## START

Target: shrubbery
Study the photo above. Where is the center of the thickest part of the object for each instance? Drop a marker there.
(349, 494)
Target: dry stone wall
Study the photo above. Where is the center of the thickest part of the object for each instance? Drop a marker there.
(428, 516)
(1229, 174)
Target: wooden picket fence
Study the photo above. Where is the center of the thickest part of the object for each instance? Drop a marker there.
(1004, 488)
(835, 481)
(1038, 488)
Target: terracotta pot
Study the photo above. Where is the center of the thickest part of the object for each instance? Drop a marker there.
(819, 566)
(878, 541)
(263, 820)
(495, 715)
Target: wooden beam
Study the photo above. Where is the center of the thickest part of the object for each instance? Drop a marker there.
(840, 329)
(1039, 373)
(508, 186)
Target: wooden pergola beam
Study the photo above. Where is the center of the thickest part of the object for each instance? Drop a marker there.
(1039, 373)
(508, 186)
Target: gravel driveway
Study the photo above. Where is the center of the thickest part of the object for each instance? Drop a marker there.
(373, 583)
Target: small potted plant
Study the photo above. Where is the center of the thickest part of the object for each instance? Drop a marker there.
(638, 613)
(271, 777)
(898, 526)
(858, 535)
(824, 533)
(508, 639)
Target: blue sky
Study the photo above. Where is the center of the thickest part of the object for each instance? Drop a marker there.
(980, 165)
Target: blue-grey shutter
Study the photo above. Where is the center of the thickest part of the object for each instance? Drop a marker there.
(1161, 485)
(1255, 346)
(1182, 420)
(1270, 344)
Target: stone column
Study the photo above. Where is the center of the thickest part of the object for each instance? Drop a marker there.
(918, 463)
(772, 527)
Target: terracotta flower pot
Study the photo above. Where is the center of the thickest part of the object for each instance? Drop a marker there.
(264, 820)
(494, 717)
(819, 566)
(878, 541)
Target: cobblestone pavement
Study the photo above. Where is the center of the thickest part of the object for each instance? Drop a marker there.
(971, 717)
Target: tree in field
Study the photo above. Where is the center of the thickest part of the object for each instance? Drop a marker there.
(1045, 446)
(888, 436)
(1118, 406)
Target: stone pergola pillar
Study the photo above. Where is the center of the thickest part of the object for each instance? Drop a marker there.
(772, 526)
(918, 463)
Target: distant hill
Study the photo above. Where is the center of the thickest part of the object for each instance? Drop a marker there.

## END

=== Aim of the task ===
Set down all of the records above again, word for word and line by line, from the first line to the last.

=== Exercise result ===
Target: shrubbery
Study the photo above. Where is the center of the thickest part of the object for each instance? Drop a marker there.
(349, 494)
Target: dry stone wall
Study the photo above. Where is the center of the thickest part of the object for each instance? Drop a marker there.
(428, 516)
(1229, 174)
Target: wooden picket fence
Study the photo above. Where is the center of the thickest part of the object for each instance? Drop a marker there.
(1004, 488)
(835, 481)
(1038, 488)
Target: terracotta pot
Study the photo above. Where is the center of the thickest part of the object for each instance? Drop a marker there.
(819, 566)
(878, 541)
(263, 820)
(495, 715)
Target: wooden beam
Study the photo above. Where is the center of the thickest part of the object for each instance? Drop a marker there.
(840, 329)
(1039, 373)
(508, 186)
Target: wooden pergola beam
Study the photo above. Where is the center of the thickest part of the object for each instance? Drop a marker there.
(1039, 373)
(508, 186)
Target: gravel driveway
Study the photo above. Where is the center of the thickest part of the object for each instance? Drop a marker there.
(373, 583)
Target: small potted plant
Study the photo above. Where is the center of the thickest part of the object for each instance? Drop a marker there.
(638, 613)
(271, 777)
(898, 526)
(858, 535)
(824, 533)
(508, 639)
Target: blue sky
Study the photo above. Where is the center of the thickest part of the object for each instance? Drop a marker there.
(980, 165)
Target: blue-grey shutter
Study the photo above. Where is the center of the thickest part of the object for each instance? Drop a marker there.
(1161, 485)
(1255, 346)
(1182, 420)
(1270, 344)
Target: stone column
Study the photo above. Where is the center of the thickest part of the object for each instance? Drop a marker there.
(918, 463)
(772, 527)
Target: terracotta flower pot
Study the photo above. Where is the center of the thickest part of the object for each instance? Drop a marker there.
(264, 820)
(494, 717)
(819, 566)
(878, 541)
Target: cobblestone pavement
Study the photo above. Where is the center of the thickest part of the object for each instance? Drop a marker there.
(971, 717)
Target: tree in field
Study the photo above. Where is the center of the thickest part of the object for each instance? Drop a marker there.
(1045, 446)
(888, 436)
(1118, 406)
Target: stone pergola pillar
Study the photo above. Where is the center of the thickest part of the object for each instance? Drop a marker there.
(772, 526)
(918, 463)
Target: distant hill
Study the photo above. Where is the center of the thickest part of the object for each instance? Drop a marker there.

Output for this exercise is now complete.